- WHAT THE TASK ASKS -
Copying rule for the data below: take the line containing "car in the photo above." and every line after it to the end, exactly, and drop all pictures.

- Natural-language object grounding data -
--
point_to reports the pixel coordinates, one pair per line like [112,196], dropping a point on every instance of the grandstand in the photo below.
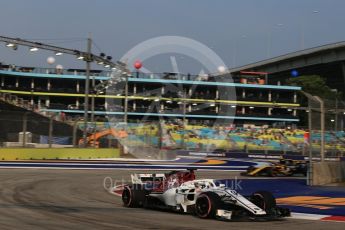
[167,110]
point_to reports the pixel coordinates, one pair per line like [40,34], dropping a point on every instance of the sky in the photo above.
[238,31]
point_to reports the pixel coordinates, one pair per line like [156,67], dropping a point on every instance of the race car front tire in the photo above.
[264,200]
[206,205]
[133,197]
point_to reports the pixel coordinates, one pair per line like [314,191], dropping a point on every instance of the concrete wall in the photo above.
[56,153]
[328,172]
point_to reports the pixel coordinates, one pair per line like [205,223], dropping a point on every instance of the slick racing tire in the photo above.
[264,200]
[133,197]
[206,205]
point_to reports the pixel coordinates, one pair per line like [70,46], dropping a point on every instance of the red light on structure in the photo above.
[138,64]
[253,73]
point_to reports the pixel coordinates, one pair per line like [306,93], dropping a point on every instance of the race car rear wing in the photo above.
[143,178]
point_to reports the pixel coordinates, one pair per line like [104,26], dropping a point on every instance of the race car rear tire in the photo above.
[264,200]
[206,205]
[133,197]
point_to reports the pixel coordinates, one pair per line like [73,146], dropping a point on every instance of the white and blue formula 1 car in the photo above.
[180,191]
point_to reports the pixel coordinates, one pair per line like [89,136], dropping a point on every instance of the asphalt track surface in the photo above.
[77,199]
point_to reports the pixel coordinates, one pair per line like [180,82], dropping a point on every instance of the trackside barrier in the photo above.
[58,153]
[270,156]
[328,172]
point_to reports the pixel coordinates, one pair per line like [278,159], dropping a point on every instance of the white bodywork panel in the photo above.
[187,193]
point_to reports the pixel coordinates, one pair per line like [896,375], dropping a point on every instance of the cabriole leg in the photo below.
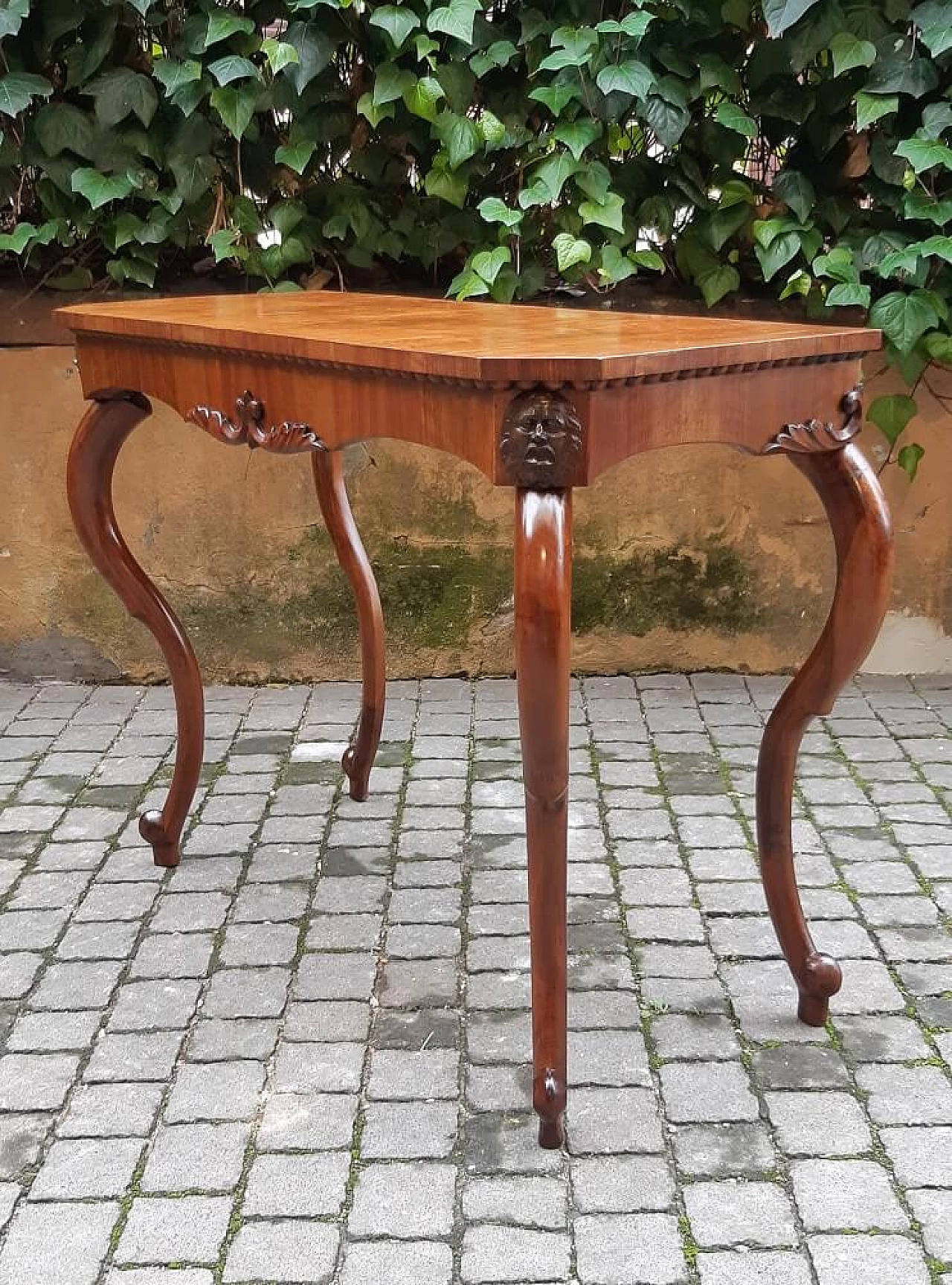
--
- RESPONSE TO THE EXERCISE -
point_to reports the pixel coordinates, one pair per line like [73,146], dropping a point on every instance of the white and blue formula 1 car in the photo above.
[180,191]
point_to reports the pixel coordinates, one pair per line like [89,136], dropping a point on every instance of the asphalt track surface in the photo above.
[77,199]
point_to reports the pixel coordinates, one pair per line like [180,82], dropping a point on every instance of the trackside barrier in the photo above.
[58,153]
[270,156]
[328,172]
point_to reports the pixel coordinates, one pair per line like [278,159], dropping a point on every instance of the white bodywork panel in the photo above.
[187,193]
point_to reports the pixel coordinates, one pair per line like [896,375], dropping a point on every instance of the cabriole leg in the photo below.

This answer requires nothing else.